| WHAT YOU HAVE TO DO |
Across these entries, count the lines holding the string "wall"; the number is the whole answer.

════════════════════

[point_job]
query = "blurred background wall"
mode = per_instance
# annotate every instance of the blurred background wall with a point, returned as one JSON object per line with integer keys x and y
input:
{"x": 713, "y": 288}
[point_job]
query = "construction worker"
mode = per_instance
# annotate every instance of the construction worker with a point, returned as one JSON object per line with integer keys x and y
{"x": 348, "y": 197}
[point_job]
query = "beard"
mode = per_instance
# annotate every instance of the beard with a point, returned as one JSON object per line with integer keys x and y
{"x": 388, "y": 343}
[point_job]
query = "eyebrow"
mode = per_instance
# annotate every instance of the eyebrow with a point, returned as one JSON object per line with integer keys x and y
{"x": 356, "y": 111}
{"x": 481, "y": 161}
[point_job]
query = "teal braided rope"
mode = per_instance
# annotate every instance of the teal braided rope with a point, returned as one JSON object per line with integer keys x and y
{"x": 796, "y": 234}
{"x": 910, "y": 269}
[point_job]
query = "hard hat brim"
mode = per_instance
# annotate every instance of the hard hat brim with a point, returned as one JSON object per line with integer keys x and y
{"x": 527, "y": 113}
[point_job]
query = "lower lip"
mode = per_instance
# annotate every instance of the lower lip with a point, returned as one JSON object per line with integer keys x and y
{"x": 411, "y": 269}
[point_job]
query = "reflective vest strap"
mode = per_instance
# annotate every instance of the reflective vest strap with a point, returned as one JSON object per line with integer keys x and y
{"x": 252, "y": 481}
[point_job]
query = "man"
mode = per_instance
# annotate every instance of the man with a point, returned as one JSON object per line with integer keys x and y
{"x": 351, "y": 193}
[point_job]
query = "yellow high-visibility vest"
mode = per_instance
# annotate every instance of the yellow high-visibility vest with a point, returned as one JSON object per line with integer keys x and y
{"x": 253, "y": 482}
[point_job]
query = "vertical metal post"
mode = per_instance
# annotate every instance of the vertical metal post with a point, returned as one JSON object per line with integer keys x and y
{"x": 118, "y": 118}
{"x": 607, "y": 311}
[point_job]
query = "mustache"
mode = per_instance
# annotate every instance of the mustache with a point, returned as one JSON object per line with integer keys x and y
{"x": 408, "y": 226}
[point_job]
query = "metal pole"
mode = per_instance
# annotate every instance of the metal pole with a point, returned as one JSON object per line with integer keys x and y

════════════════════

| REPLY TO THE TASK |
2